Bill Callahan a choisi de sortir ce treizième album sous son propre nom. Le flegme et la sincérité, eux, sont intacts.


Woke On A Whaleheart devait être un nouveau départ, une parenthèse en solo qui parachevait le parcours discographique déjà très fourni de Bill Callahan sous la bannière Smog. C’était la version officielle, relayée en février dernier par le site internet de Drag City. Woke On A Whaleheart est finalement sorti en toute discrétion et la nouvelle est tombée sur le site mentionné plus haut : c’en est fini de Smog, après presque vingt ans d’activisme lo-fi – depuis ses débuts en 1988. Woke On A Whaleheart est donc, plus qu’un nouveau départ, le commencement d’un artiste qui se réapproprie son identité, un peu comme Mister Palace a décidé un jour – et un temps seulement ! – qu’on le nomme Will Oldham.

Drag City annonçait quelque chose de radicalement nouveau pour feu-Smog, relayant sans doute dans l’imaginaire collectif le mythe du Phoenix. Comme si Bill Callahan pouvait faire table rase de son passé et révéler une nature nouvelle, magnifiée par cette discographie précédente, improbable repoussoir. L’opération de communication, si elle paraissait infiniment séduisante, ne nous aura pas trompés longtemps. Woke On A Whaleheart est le fils naturel – à défaut d’être légitime – de Smog. Mieux : il en est l’aboutissement, la synthèse et le dépassement, comme l’a cristallisé Hegel dans sa célèbre dialectique. On retrouve cette part d’animalité irrépressible, tempérée par l’allégeance qu’il prête à la six-cordes, seule à même d’égrener ses états d’esprit comme autant d’arpèges affectifs et aléatoires. Avec un atout de choix : la production, confiée cette fois-ci à Neil Michael Hagerty, Monsieur Royal Trux et Howling Hex en personne. L’homme, plutôt adepte d’un joyeux bordel quand il agit à son compte, a fait preuve ici d’un travail remarquable et révèle une production particulièrement léchée, qui met en valeur les talents de compositeur de Bill Callahan, qui ne sont plus à prouver.

Avec “From the Rivers to the Oceans” , la transition se fait en douceur. Bill Callahan fait peau neuve certes, mais il lui arrive encore de porter le costume si seillant qui a fait sa réputation de songwriter hors-norme. Piano et violons bercent cette ballade chaloupée où Bill Callahan est, plus que jamais, en terrain conquis. Fort de cet apaisement qui tient autant de la sagesse que de la sérénité, il vante désormais les bienfaits d’un accès à la connaissance qui fait l’économie des mots («our faith in wordless knowledge»), mais n’en reste pas moins un chanteur bavard, qui noircit le livret de l’album de paroles généreuses. “Footprints” accélère le tempo alors que la batterie martèle un rythme binaire, que les crissements d’un violon reprennent en choeur. Par moments, une voix féminine aux accents cuivrés appuie le refrain. Cette touche gospel parcourt tout l’album avec plus ou moins d’insistance, fruit de la participation des chœurs de l’Olivet Baptist Church.
▬▬▬▬▬▬▬▬▬▬
▶ Consigne 1
Listez toutes les lignes ci-dessous qui contiennent le mot "skier", en tenant compte de la casse.
▬▬▬▬▬▬▬▬▬▬
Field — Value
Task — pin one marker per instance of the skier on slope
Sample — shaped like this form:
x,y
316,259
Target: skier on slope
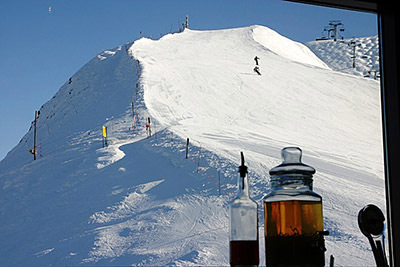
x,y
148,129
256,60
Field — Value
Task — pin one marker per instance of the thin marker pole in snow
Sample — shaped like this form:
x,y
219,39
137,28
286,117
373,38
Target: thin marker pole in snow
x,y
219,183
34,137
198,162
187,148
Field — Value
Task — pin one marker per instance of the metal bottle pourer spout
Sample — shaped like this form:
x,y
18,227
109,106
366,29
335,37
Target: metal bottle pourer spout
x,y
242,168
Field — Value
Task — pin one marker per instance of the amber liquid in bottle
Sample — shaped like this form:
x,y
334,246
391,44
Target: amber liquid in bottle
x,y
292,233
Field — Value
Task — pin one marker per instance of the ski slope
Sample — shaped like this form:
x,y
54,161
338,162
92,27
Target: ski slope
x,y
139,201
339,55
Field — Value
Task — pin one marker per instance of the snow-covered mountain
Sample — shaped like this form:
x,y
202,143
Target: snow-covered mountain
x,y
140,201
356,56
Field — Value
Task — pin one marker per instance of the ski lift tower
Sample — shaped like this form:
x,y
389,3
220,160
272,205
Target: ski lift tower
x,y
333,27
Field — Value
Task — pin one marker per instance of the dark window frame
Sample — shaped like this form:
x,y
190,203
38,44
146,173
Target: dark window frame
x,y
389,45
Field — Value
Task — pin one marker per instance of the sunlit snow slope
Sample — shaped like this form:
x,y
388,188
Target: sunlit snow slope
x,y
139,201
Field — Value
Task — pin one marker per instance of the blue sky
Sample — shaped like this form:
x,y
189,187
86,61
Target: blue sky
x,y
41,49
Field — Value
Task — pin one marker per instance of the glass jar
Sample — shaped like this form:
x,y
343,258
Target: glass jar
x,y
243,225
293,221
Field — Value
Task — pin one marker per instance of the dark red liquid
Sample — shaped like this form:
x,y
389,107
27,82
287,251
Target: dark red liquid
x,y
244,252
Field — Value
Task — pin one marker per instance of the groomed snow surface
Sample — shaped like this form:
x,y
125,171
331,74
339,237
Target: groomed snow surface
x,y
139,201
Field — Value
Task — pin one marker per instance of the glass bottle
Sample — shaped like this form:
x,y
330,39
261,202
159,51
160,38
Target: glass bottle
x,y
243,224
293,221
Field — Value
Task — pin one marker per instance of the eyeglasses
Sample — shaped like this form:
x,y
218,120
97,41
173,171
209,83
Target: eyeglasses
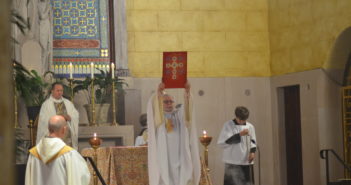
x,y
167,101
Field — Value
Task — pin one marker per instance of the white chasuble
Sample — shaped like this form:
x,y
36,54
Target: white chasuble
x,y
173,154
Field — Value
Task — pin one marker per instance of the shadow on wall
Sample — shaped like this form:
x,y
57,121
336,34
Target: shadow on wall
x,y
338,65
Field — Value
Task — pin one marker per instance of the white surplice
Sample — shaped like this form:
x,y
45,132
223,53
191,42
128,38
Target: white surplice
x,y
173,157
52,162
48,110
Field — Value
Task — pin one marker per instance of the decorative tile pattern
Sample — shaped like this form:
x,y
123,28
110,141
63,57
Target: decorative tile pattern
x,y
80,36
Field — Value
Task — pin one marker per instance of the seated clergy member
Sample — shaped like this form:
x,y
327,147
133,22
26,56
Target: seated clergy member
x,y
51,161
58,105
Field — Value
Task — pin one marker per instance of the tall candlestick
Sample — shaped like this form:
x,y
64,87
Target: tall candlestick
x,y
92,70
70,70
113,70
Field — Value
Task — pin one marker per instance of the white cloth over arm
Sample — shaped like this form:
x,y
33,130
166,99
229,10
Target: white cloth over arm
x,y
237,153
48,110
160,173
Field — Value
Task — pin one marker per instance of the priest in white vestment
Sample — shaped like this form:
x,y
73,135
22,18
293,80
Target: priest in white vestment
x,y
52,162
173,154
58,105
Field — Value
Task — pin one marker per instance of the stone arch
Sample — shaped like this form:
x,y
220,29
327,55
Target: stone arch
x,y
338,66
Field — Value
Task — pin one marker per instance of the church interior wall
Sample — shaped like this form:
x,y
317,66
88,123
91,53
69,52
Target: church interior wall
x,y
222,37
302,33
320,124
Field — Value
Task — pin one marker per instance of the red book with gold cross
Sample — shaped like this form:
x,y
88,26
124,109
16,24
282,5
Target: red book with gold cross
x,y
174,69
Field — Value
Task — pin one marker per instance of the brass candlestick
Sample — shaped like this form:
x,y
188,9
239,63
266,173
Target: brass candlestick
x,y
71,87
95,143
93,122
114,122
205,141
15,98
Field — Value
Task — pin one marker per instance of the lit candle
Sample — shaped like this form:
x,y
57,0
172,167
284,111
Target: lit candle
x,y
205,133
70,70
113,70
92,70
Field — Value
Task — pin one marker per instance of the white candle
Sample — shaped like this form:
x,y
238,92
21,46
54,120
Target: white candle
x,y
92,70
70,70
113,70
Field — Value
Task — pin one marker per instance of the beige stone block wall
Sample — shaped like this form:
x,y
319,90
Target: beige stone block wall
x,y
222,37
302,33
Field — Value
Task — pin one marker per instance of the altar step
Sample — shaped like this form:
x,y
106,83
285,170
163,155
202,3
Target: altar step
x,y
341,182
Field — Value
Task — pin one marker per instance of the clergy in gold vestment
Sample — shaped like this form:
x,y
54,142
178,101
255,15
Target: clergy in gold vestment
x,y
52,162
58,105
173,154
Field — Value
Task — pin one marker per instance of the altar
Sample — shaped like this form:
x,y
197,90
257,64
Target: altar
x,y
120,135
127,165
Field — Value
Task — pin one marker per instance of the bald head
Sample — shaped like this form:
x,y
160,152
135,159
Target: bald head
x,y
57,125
▬▬▬▬▬▬▬▬▬▬
▶ Consigne 2
Répondez s'il vous plaît à ces questions sur la critique :
(a) En quelle année Smog a-t-il fait ses débuts ?
(b) À qui la production de l'album a-t-elle été confiée ?
(c) Quels chœurs ont participé à l'album ?

▶ Résultat 1
Task — pin one marker per instance of the skier on slope
Target: skier on slope

▶ Résultat 2
(a) En 1988.
(b) À Neil Michael Hagerty.
(c) Les chœurs de l'Olivet Baptist Church.